[A run of records]
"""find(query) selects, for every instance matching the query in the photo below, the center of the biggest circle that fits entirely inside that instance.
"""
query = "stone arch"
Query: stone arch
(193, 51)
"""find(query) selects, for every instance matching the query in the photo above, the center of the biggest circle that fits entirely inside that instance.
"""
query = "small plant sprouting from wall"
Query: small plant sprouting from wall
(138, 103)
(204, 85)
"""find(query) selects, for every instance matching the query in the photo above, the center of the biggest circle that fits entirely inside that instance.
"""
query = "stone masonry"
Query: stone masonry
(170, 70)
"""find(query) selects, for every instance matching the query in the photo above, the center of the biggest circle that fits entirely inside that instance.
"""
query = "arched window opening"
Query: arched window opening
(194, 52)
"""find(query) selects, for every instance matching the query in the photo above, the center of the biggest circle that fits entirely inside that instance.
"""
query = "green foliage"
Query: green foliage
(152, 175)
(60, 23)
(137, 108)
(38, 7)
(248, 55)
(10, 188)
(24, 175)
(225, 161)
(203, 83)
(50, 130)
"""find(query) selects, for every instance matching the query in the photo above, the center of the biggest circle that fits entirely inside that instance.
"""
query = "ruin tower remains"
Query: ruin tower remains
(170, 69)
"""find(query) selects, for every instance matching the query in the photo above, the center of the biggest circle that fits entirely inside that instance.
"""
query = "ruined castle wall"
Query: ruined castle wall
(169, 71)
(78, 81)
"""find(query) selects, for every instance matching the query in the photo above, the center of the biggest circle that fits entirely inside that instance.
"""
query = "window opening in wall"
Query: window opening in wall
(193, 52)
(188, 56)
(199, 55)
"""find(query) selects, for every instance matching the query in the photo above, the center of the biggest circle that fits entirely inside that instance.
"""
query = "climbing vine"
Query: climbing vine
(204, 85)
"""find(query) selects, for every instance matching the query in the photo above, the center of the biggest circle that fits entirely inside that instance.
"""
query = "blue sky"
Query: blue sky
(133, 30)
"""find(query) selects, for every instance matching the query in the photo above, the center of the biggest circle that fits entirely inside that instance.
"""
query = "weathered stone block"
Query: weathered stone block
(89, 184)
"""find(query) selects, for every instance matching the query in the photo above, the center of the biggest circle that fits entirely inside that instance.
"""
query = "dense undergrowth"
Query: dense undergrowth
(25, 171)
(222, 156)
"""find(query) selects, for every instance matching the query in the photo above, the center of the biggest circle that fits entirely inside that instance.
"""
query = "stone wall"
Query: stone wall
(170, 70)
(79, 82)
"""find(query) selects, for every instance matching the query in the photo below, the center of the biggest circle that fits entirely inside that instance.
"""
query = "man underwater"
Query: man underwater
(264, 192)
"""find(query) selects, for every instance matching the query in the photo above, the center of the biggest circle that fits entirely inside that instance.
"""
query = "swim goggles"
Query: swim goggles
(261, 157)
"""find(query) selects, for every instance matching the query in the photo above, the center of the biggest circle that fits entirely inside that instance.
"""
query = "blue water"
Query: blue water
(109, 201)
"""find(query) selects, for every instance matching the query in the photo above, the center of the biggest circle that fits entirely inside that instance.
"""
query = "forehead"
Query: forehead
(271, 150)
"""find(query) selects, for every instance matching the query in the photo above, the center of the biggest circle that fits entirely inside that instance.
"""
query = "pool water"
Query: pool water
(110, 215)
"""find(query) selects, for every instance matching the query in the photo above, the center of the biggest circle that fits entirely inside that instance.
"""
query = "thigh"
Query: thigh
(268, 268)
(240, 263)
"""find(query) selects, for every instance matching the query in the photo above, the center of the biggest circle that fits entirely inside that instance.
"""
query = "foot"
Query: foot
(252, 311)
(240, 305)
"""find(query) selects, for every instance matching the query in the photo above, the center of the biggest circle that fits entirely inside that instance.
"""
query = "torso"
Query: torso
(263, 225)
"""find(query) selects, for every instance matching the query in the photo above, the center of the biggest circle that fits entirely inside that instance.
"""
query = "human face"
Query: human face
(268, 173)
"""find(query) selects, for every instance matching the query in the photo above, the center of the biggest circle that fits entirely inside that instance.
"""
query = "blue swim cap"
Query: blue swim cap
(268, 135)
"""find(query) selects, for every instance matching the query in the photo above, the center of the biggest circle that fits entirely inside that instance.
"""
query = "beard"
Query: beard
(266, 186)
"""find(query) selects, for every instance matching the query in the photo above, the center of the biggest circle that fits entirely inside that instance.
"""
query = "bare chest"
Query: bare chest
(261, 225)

▶ [REQUIREMENT]
Extract each entry in full and write it down exactly.

▶ [ANSWER TO THE TASK]
"""find(query) selects, for every instance matching the query in the photo below, the center of the biggest circle that fits entirely inside that instance.
"""
query = "stone arch"
Query: stone arch
(193, 51)
"""find(query) selects, for every instance matching the query in the photo above, the center of the biggest circle that fits entirely inside that instance.
"""
query = "small plant sprouting from wall"
Query: small plant sprouting from wall
(138, 103)
(204, 85)
"""find(query) selects, for every instance matching the query in the photo above, the center of the biggest circle that fits entirely inside that instance.
"""
query = "stone masonry"
Query: stone masonry
(170, 70)
"""find(query) selects, for every instance matching the query in the photo above, the center of the biggest circle that fits entirely inside that instance.
"""
query = "arched window opening"
Query: arched window opening
(194, 52)
"""find(query) selects, for every instance matching the query in the photo above, the center of the biggest circle that fits entirely inside that instance.
"""
query = "green foliage"
Query: green foliage
(152, 175)
(60, 23)
(137, 108)
(38, 7)
(248, 55)
(10, 188)
(24, 175)
(225, 161)
(203, 83)
(50, 130)
"""find(query) selects, for every instance matching the query in the photo above, the center of the biggest circle that fits entirely inside that instance.
"""
query = "ruin tower remains"
Query: ruin tower remains
(170, 69)
"""find(query) selects, for every instance matching the query in the photo above, the center of the biggest circle that fits entirely inside that instance.
"""
query = "ruined castle wall"
Query: ruined castle wall
(169, 71)
(78, 81)
"""find(query) selects, for every instance matching the query in the photo above, the center of the biggest circle that fits entirely inside that instance.
"""
query = "window opening in wall"
Query: window opening in wall
(193, 52)
(188, 56)
(199, 55)
"""find(query) selects, for every instance matching the query in the photo above, the center of the biggest circle that fits entirely inside that instance.
"""
query = "climbing vine"
Query: climbing vine
(204, 85)
"""find(query) selects, for every instance matching the query in the photo above, the center of the biggest circle that fits entirely inside that instance.
"""
query = "blue sky"
Query: blue sky
(133, 30)
"""find(query) selects, for every instance matching the query in the photo above, the center of the biggest circle that fits entirely inside that instance.
"""
query = "weathered stone block"
Query: weathered stone block
(89, 184)
"""find(query) selects, for every instance matching the query in the photo above, the center of the biggest circle that fits entirely inside that instance.
"""
query = "dense undergrowth"
Query: dense undergrowth
(25, 171)
(222, 156)
"""find(query) selects, for every instance matching the query in the photo above, the center of the biggest circle that fits entirely inside that instance.
"""
query = "stone wall"
Query: stone wall
(170, 70)
(79, 82)
"""find(query) selects, for every instance matching the query in the photo below, the center of the biggest circle that fits entirely inside that instance.
"""
query = "man underwater"
Query: man underwater
(264, 192)
"""find(query) selects, for every instance matching the query in the photo above, the center of the biggest circle that fits entirely inside that instance.
"""
query = "swim goggles"
Query: swim goggles
(261, 157)
"""find(query) selects, for every instance matching the query in the photo above, the center of the biggest circle that fits entirely inside that instance.
"""
query = "blue water"
Query: blue water
(109, 201)
"""find(query) selects, for every instance matching the query in the photo above, the center of the biggest circle that fits entirely inside that instance.
"""
query = "forehead"
Query: forehead
(271, 150)
"""find(query) selects, for every instance matching the query in the photo above, the center of the biggest circle that fits entirely inside that instance.
"""
query = "pool water"
Query: pool water
(110, 215)
"""find(query) selects, for every instance matching the query in the photo above, the center of the biggest circle that fits entirely inside that instance.
"""
query = "thigh"
Query: thigh
(268, 268)
(240, 263)
"""find(query) selects, for every instance matching the query in the photo above, the center of the biggest circle that fits entirely inside that instance.
"""
query = "foot"
Query: foot
(252, 311)
(240, 305)
"""find(query) selects, for every instance matching the query in the photo above, the center of the biggest circle that fits entirely inside that instance.
"""
query = "torso"
Query: torso
(263, 225)
"""find(query) selects, for every instance matching the query in the photo above, the center of the biggest circle that fits entirely inside that instance.
"""
query = "human face"
Query: human face
(268, 173)
"""find(query) selects, for every instance matching the query in the photo above, the center of the biggest circle that fits entirely inside that instance.
"""
query = "blue swim cap"
Query: blue swim cap
(268, 135)
"""find(query) selects, for every instance matching the query in the photo above, the center of the biggest circle that fits entirely inside that instance.
"""
query = "beard"
Query: beard
(266, 186)
"""find(query) selects, for every instance matching the query in the photo above, the center of the biggest circle that fits entirely inside that instance.
"""
query = "bare chest"
Query: bare chest
(261, 225)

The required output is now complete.